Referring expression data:
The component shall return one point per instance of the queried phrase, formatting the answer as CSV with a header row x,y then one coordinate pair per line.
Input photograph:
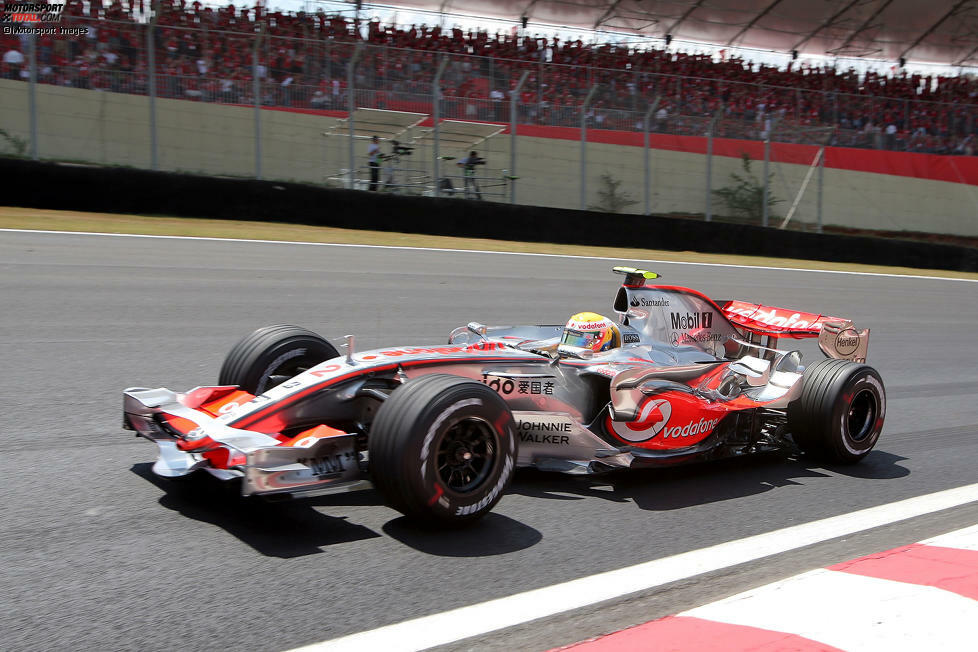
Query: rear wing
x,y
836,336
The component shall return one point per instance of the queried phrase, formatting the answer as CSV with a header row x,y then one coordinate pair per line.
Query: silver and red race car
x,y
439,430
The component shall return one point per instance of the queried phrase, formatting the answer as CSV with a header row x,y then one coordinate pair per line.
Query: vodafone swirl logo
x,y
652,418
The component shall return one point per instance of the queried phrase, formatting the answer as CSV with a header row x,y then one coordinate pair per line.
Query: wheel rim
x,y
466,454
279,373
862,415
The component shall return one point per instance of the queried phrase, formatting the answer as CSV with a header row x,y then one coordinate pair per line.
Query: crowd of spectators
x,y
206,53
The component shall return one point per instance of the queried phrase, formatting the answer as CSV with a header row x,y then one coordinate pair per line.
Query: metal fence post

** Exercise directions **
This exercise needs every entry retyped exactly, with the pictures removed.

** Response area **
The component shall return one point per instance of the queried phrase, formatting the answer as CSV with a header row x,y then one coordinate pair per line.
Input photograph:
Query: rear wing
x,y
836,336
The component shall return one point per instance of the queried phrase, formatting the answer as CSV with a header row x,y then one coordinate pair per line.
Query: silver and red race car
x,y
439,430
The component shall return one point per instance of the queried phrase, formatting the answer as CSV with a header row x,y then one coordinate pair per line.
Query: vodafone swirl logo
x,y
652,418
The component shall return one point per instance of the queried phrase, formatting the answer as CSV with a header row x,y then one coordinate pair per line.
Query: wheel rim
x,y
466,454
279,373
862,415
The component shall return one point per instance of the queried phrase, formatting the answer as CSV with a header row x,y then one coordinate pair per line.
Query: crowd of spectators
x,y
206,53
The component shall return one point per instance of the queried phrase, formatting the answer as CSV with a header row x,y then one coordinate pair per line.
Query: metal fence post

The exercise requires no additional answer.